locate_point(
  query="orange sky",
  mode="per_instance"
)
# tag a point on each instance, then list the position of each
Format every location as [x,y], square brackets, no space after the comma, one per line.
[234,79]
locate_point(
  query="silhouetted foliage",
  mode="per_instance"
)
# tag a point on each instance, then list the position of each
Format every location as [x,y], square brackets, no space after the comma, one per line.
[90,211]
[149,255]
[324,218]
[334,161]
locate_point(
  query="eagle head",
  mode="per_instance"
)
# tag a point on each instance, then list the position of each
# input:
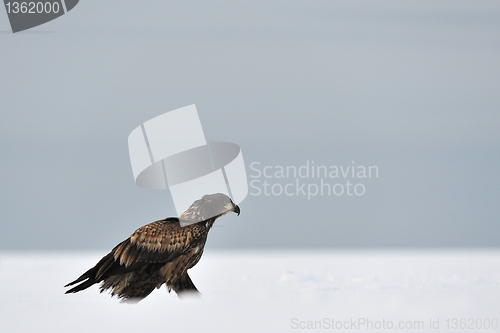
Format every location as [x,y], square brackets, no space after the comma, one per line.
[210,205]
- - - - - - -
Copy all of the material above again, requests included, and add 85 to each coordinate in the answers while leaving the numbers in the requests and their format samples as they are. Leave the pictures out of your answer.

locate_point(
  query="orange sky",
  mode="per_instance"
)
# tag a point on each instance, then list the position of each
Format every location as [x,y], square brackets, no space after the comma, one per line.
[319,164]
locate_point(
  query="silhouetted foliage",
  mode="per_instance"
)
# tag a point on each instance, then list the position of each
Format every location as [x,y], square brackets, no space after the comma, one per line.
[175,296]
[234,340]
[409,303]
[419,246]
locate_point(
  query="eagle head",
  mode="per_instance"
)
# tag a point on each instance, then list the position of each
# input:
Format every location as [x,y], square brackets, no space after the comma, one per line.
[295,290]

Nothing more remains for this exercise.